- **Required tasks**:
[1] From the editor's note, list the kinds of prominent citizens the Director is said to have snooped upon.
[2] Answer from the editor's note:
(a) Which newspaper and date does it cover?
(b) In which state was the jury?
(c) What did the jury drink while deliberating?
[3] Extract the editor's note verbatim, from "Perhaps the judge" to "nefarious creeps themselves.".

The Charlotte News
Saturday, March 16, 1940
Site Ed. Note: "Carnival" tells the story of the Pennsylvania jury who, while in the jury room deliberating on the guilt of a bootlegger, became so feverishly involved with their deliberations that they proceeded to drink up all the beer in evidence. No wonder they found the man not guilty: despite bending over backwards, they couldn't find the evidence on which to convict him.
Perhaps the judge refrained from sending them to the hoosegow for destruction of evidence, out of fear that they might also consume all the hoose.
"FBI Methods" suggests the preposterous notion that J. Edgar Hoover possessed less than willing respect for the niceties of the Constitution in gathering evidence. Everyone knows that is nonsense, and so we shall comment no further upon it, except to say that they weren't always crooks and creeps, especially by the 1950's. In fact, they were often prominent citizens--Senators, Congressmen, Presidents--upon whom the Director snooped. But no matter, for we mustn't question the needs of the almighty to snoop on the mere humans who are otherwise always just a step away from becoming nefarious creeps themselves.

- **Stored data**:
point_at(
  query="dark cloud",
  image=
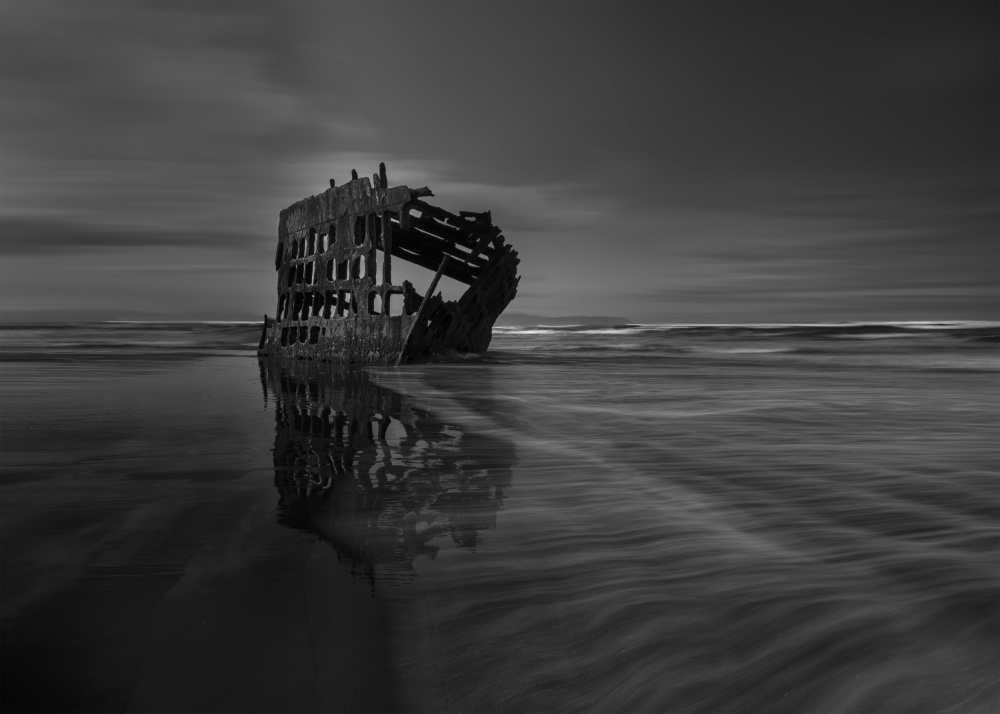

- **Solutions**:
[1] Senators, Congressmen, Presidents

[2]
(a) The Charlotte News, Saturday, March 16, 1940
(b) Pennsylvania
(c) All the beer in evidence

[3]
Perhaps the judge refrained from sending them to the hoosegow for destruction of evidence, out of fear that they might also consume all the hoose.
"FBI Methods" suggests the preposterous notion that J. Edgar Hoover possessed less than willing respect for the niceties of the Constitution in gathering evidence. Everyone knows that is nonsense, and so we shall comment no further upon it, except to say that they weren't always crooks and creeps, especially by the 1950's. In fact, they were often prominent citizens--Senators, Congressmen, Presidents--upon whom the Director snooped. But no matter, for we mustn't question the needs of the almighty to snoop on the mere humans who are otherwise always just a step away from becoming nefarious creeps themselves.